▶ **Activity**
Using the article on e-cigarette regulation in China, say whether each statement agrees with it, answering yes or no and quoting the deciding words: 1. China supplies more than 80 percent of the world's e-cigarettes. 2. Brazil regulates e-cigarettes as medicinal products. 3. E-cigarettes in China are already covered by tobacco regulations.

▶ **Passage for review**
========
China is set to regulate the production, sale and use of increasingly popular e-cigarettes, according to a senior health official.
The move is aimed at protecting people from the new nicotine-delivering alternative to traditional cigarettes, the official said.
Mao Qun’an, spokesman for the National Health and Family Planning Commission, made the remarks on the sidelines of the ongoing 16th World Conference on Tobacco or Health in Abu Dhabi.
China has the highest number of smokers in the world — about 350 million — and supplies more than 80 percent of e-cigarettes globally in a market valued at $3 billion. But e-cigarettes in the country are not covered by any regulations.
“E-cigarettes have rapidly become popular across the world. China will act ... to protect people, particularly as the nation has reached a crucial stage for tobacco control in general,” Mao said.
“The health authority will coordinate related agencies and lobby for regulation of the sector,” he said.
However, Mao said there are uncertainties surrounding the issue — such as how to regulate the emerging product — and more research needs to be done to find a proper solution.
Due to the lack of regulation, e-cigarettes are widely available in China on the streets or at online stores.
“They target the young with a variety of fancy flavors, and have become another public health concern,” Mao said.
Margaret Chan, director-general of the World Health Organization, said, “They will attract young people to smoking, and I recommend that national governments abandon or at least regulate them.”
According to Douglas Bettcher, director of the WHO’s Noncommunicable Diseases Prevention Department, countries such as the United Arab Emirates and Brazil have banned e-cigarettes, while others have regulated them as tobacco products or as medicinal products. “But the bottom line is to regulate them,” he said.
========
▶ **Records supplied**

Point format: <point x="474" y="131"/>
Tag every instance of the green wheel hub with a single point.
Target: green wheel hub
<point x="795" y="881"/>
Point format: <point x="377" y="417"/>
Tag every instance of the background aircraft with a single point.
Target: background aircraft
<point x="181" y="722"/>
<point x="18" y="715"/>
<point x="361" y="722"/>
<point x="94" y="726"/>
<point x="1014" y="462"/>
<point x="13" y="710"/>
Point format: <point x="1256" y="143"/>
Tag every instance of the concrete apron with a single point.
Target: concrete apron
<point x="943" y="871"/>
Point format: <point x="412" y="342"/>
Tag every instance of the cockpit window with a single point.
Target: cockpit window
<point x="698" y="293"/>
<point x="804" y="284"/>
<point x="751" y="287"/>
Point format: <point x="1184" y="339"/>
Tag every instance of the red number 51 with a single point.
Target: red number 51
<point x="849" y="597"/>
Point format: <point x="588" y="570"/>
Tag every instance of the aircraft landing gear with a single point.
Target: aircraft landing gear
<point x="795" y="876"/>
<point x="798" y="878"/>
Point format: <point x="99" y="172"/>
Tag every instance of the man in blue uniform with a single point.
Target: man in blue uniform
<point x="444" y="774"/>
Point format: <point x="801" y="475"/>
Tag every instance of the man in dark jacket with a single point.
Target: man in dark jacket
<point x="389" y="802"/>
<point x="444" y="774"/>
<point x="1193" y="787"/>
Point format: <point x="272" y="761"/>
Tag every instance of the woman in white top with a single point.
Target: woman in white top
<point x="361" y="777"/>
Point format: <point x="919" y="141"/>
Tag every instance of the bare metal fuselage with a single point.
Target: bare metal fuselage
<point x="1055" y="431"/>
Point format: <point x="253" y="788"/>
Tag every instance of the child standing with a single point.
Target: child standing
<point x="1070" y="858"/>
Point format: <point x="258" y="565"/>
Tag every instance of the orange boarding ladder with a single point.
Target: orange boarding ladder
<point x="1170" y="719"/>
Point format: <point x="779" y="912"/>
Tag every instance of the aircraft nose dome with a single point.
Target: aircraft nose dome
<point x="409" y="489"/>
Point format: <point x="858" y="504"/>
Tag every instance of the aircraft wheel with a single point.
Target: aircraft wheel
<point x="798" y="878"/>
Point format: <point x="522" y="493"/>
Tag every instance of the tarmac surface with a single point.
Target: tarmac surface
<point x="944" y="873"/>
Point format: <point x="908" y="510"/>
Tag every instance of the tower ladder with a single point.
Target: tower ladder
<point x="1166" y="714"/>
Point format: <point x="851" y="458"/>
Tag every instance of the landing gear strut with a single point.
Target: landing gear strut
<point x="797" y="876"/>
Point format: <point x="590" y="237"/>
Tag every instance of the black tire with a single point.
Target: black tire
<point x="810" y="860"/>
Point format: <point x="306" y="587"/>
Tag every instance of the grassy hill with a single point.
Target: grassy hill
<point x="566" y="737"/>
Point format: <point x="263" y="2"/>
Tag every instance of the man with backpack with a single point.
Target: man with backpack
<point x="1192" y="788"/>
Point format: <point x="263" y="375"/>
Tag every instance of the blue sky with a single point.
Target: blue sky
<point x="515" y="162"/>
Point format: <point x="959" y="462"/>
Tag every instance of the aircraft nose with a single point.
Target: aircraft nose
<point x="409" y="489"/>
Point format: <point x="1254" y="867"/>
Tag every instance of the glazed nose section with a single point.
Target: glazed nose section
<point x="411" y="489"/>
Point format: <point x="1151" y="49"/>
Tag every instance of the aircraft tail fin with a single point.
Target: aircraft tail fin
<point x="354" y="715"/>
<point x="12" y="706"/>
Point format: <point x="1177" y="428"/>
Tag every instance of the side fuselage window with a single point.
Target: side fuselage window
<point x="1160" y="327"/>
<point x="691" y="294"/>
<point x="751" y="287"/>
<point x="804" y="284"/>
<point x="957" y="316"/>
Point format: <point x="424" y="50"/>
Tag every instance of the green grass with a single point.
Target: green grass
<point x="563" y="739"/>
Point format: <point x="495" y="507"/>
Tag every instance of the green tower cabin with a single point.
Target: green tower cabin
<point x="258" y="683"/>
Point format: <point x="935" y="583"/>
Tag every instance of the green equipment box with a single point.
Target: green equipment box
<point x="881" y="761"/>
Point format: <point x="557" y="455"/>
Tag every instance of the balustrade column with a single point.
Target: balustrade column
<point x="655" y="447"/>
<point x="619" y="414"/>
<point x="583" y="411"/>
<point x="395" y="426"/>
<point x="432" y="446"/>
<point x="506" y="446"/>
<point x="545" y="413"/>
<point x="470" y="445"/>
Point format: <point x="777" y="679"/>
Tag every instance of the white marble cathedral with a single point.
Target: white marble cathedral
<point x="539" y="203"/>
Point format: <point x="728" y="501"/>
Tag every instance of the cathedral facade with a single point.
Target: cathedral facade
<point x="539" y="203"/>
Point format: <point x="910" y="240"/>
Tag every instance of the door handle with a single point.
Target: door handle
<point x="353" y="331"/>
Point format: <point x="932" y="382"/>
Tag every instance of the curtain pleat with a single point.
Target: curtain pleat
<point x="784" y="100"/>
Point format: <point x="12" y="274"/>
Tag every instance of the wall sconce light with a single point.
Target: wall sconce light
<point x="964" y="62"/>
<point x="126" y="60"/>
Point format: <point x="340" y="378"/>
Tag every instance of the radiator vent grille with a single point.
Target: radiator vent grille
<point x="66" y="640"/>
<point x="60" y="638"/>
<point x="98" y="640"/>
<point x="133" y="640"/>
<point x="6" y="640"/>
========
▶ **Problem solution**
1. Yes: "supplies more than 80 percent of e-cigarettes globally"
2. No: "countries such as the United Arab Emirates and Brazil have banned e-cigarettes"
3. No: "But e-cigarettes in the country are not covered by any regulations."